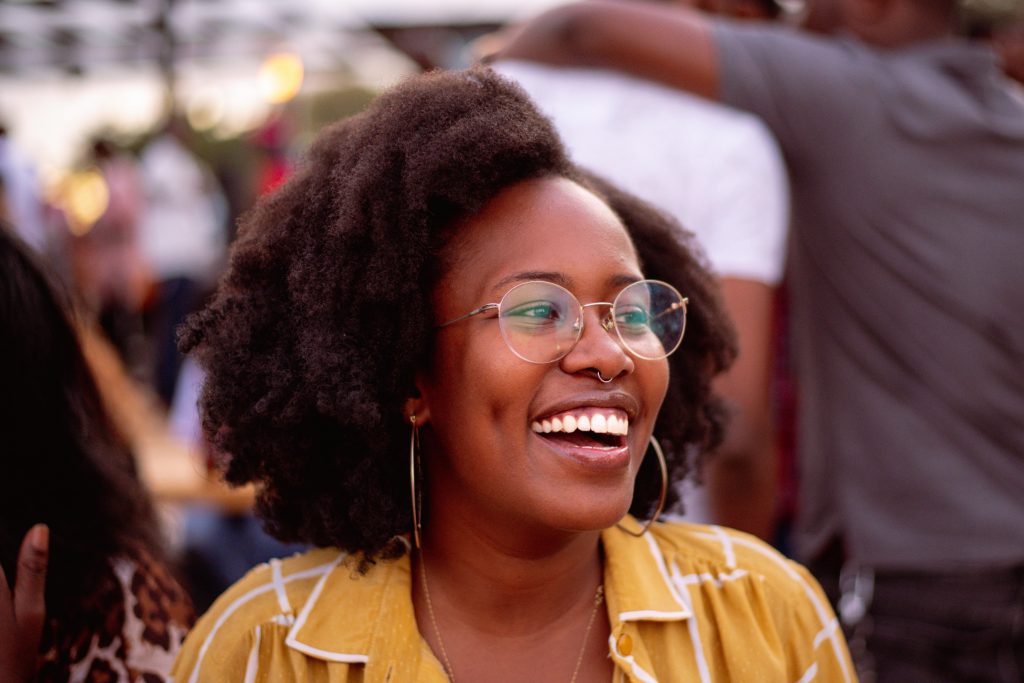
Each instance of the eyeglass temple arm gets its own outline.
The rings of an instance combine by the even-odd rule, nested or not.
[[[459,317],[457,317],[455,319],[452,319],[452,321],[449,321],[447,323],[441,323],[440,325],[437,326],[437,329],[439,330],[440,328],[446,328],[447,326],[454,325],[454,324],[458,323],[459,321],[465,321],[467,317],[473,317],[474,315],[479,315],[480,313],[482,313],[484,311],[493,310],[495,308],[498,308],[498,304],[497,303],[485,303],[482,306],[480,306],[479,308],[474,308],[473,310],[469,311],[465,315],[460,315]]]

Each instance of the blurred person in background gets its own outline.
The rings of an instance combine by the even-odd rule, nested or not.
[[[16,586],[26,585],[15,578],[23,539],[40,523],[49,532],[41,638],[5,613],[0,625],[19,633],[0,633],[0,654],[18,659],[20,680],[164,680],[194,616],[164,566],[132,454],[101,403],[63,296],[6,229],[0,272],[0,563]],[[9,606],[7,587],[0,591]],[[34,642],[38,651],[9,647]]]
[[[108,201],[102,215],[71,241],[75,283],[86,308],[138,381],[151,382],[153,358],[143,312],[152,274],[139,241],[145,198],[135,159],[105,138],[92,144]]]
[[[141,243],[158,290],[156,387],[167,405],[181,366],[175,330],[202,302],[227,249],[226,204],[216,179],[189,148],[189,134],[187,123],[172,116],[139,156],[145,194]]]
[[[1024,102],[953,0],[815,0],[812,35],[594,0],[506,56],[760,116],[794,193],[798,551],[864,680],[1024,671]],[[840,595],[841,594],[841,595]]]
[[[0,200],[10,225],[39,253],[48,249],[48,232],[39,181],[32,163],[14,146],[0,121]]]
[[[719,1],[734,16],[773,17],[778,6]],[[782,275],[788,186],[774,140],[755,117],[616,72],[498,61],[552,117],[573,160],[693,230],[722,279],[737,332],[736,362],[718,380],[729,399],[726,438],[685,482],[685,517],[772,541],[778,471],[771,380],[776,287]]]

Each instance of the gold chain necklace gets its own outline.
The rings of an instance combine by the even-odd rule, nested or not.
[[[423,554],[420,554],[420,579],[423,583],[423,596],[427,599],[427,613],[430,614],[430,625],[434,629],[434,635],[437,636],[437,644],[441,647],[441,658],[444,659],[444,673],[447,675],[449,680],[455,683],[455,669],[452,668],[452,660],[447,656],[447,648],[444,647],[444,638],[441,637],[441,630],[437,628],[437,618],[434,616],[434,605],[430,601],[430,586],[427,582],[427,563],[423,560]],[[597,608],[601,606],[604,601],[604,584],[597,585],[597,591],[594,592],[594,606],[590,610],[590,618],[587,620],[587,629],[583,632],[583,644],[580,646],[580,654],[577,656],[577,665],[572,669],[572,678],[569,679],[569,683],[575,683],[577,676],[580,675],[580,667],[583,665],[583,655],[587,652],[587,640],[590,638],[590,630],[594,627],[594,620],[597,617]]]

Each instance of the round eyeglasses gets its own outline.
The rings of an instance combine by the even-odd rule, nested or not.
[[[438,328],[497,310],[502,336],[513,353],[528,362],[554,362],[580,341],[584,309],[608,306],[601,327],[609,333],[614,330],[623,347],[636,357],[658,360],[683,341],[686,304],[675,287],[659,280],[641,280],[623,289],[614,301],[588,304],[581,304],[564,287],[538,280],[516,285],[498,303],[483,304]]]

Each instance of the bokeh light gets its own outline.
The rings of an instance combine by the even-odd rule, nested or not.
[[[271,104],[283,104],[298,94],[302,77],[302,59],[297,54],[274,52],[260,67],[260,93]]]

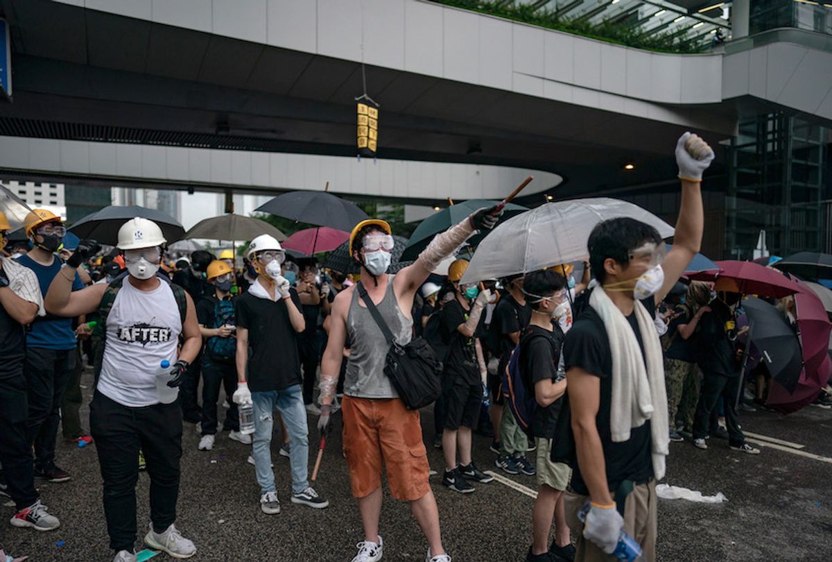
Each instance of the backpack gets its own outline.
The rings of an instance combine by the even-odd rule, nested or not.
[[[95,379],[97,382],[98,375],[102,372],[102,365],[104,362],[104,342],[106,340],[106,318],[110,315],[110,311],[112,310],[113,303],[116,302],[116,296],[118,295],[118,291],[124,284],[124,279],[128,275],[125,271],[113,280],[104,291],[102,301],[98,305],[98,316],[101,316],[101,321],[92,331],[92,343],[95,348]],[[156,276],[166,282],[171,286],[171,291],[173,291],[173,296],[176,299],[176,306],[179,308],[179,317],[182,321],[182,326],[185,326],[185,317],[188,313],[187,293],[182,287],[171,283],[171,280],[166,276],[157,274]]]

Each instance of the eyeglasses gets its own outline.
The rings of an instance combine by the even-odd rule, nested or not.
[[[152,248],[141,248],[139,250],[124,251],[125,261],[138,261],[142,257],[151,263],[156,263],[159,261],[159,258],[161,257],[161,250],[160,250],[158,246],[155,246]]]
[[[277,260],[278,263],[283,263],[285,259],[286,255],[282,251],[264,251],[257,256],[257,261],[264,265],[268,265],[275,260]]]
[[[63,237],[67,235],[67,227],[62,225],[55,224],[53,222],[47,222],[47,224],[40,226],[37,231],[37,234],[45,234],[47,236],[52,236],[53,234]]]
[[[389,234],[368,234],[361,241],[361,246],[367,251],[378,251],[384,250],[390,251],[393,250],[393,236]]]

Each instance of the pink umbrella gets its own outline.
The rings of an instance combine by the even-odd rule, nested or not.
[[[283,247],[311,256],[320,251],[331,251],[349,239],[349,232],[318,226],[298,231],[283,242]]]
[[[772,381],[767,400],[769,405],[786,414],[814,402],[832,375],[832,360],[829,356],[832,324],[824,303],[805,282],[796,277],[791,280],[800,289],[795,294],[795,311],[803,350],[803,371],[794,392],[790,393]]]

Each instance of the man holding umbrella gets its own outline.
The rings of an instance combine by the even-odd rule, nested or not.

=======

Task requirements: Reproduce the material above in full and without alteration, but skip all pictures.

Exercise output:
Each instance of the eyeglass temple arm gets its own outline.
The rings of an instance combine by the even-odd rule, nested or not.
[[[459,317],[457,317],[455,319],[452,319],[452,321],[449,321],[447,323],[441,323],[440,325],[437,326],[437,329],[439,330],[440,328],[446,328],[447,326],[454,325],[454,324],[458,323],[459,321],[465,321],[467,317],[473,317],[474,315],[479,315],[480,313],[482,313],[484,311],[493,310],[495,308],[498,308],[498,304],[497,303],[485,303],[482,306],[480,306],[479,308],[474,308],[473,310],[469,311],[465,315],[460,315]]]

Each instance of the blurred person in background gets its own outline.
The rings of an instance combine by the even-odd rule, nested or not.
[[[16,586],[26,585],[15,578],[23,539],[40,523],[49,532],[41,638],[5,613],[0,625],[19,633],[0,633],[0,654],[18,659],[20,680],[164,680],[194,616],[164,566],[132,454],[101,403],[63,296],[6,229],[0,272],[0,563]],[[9,606],[7,587],[0,591]],[[34,642],[38,651],[9,647]]]
[[[108,201],[102,215],[71,241],[75,283],[86,308],[138,381],[151,382],[153,358],[143,312],[152,274],[139,241],[145,198],[135,159],[105,138],[92,144]]]
[[[141,243],[158,290],[156,387],[167,405],[181,366],[175,330],[202,302],[227,249],[226,204],[216,179],[189,148],[189,134],[187,123],[172,116],[139,156],[145,194]]]
[[[1024,102],[953,0],[815,0],[812,35],[594,0],[506,56],[760,116],[794,193],[798,551],[864,680],[1024,671]],[[840,595],[841,594],[841,595]]]
[[[0,200],[10,225],[39,253],[48,249],[48,232],[39,181],[32,163],[14,146],[0,121]]]
[[[719,1],[734,16],[773,17],[778,6]],[[782,275],[788,186],[774,140],[755,117],[616,72],[498,61],[552,117],[573,160],[693,230],[722,279],[737,332],[736,362],[718,380],[729,399],[726,438],[685,482],[685,517],[772,541],[778,471],[771,380],[776,287]]]

Each instance of the gold chain necklace gets its own outline.
The rings of an instance combine by the even-odd rule, nested or not.
[[[423,554],[420,554],[420,579],[423,583],[423,596],[427,599],[427,613],[430,614],[430,625],[434,629],[434,635],[437,636],[437,644],[441,647],[441,658],[444,659],[444,673],[447,675],[449,680],[455,683],[455,669],[452,668],[452,660],[447,656],[447,648],[444,647],[444,638],[441,637],[441,630],[437,628],[437,618],[434,616],[434,605],[430,601],[430,586],[427,582],[427,563],[423,560]],[[597,608],[601,606],[604,601],[604,584],[597,585],[597,591],[594,592],[594,606],[590,610],[590,618],[587,620],[587,629],[583,632],[583,644],[580,646],[580,654],[577,656],[577,665],[572,669],[572,678],[569,679],[569,683],[575,683],[577,676],[580,675],[580,667],[583,665],[583,655],[587,652],[587,640],[590,638],[590,630],[594,627],[594,620],[597,617]]]

Each instance of the round eyeglasses gets its own outline.
The rings of an instance combine by the even-odd rule, nested or not.
[[[438,328],[497,310],[502,336],[513,353],[528,362],[554,362],[580,341],[584,309],[608,306],[601,327],[609,333],[614,330],[623,347],[636,357],[658,360],[683,341],[686,304],[675,287],[659,280],[641,280],[623,289],[614,301],[588,304],[581,304],[564,287],[538,280],[516,285],[498,303],[483,304]]]

Each instance of the bokeh light gets its own outline.
The rings of an instance combine by the even-odd rule, nested or not.
[[[271,104],[283,104],[298,94],[302,77],[302,59],[297,54],[274,52],[260,67],[260,93]]]

Each instance of the backpack gets its own outline.
The rings of an instance combine by the even-odd rule, nested or not.
[[[95,379],[97,382],[98,375],[102,372],[102,365],[104,362],[104,342],[106,340],[106,318],[110,315],[110,311],[112,310],[113,303],[116,302],[116,296],[118,295],[118,291],[124,284],[124,279],[128,275],[125,271],[113,280],[104,291],[102,301],[98,305],[98,316],[101,316],[101,321],[92,331],[92,343],[95,348]],[[156,276],[166,282],[171,286],[171,291],[173,291],[173,296],[176,299],[176,306],[179,308],[179,317],[182,321],[182,326],[185,326],[185,317],[188,313],[187,293],[182,287],[171,283],[171,280],[166,276],[157,274]]]

Each instance of the eyeglasses gets its own outline.
The rings of an instance combine by the even-odd rule, nested or not.
[[[152,248],[141,248],[139,250],[124,251],[125,261],[138,261],[142,257],[151,263],[156,263],[159,261],[159,258],[161,257],[161,250],[160,250],[158,246],[155,246]]]
[[[277,260],[278,263],[283,263],[285,259],[286,255],[282,251],[264,251],[257,256],[257,261],[264,265],[268,265],[275,260]]]
[[[63,237],[67,235],[67,227],[62,225],[55,224],[53,222],[47,222],[47,224],[40,226],[37,231],[37,234],[45,234],[47,236],[52,236],[53,234]]]
[[[389,234],[368,234],[361,241],[361,246],[367,251],[378,251],[384,250],[390,251],[393,250],[393,236]]]

Each instance of the pink umbrella gets its own outline.
The rings of an instance combine by the even-odd rule, nested or not.
[[[283,247],[311,256],[320,251],[331,251],[349,239],[349,232],[318,226],[298,231],[283,242]]]
[[[772,381],[767,400],[769,405],[786,414],[814,402],[832,375],[832,360],[829,356],[832,324],[824,303],[805,282],[796,277],[791,280],[800,289],[795,294],[795,311],[803,350],[803,371],[794,392],[790,393]]]

Each instance of the man holding umbrella gets its own outline.
The rings of an instance combine by the even-odd rule, nested or not.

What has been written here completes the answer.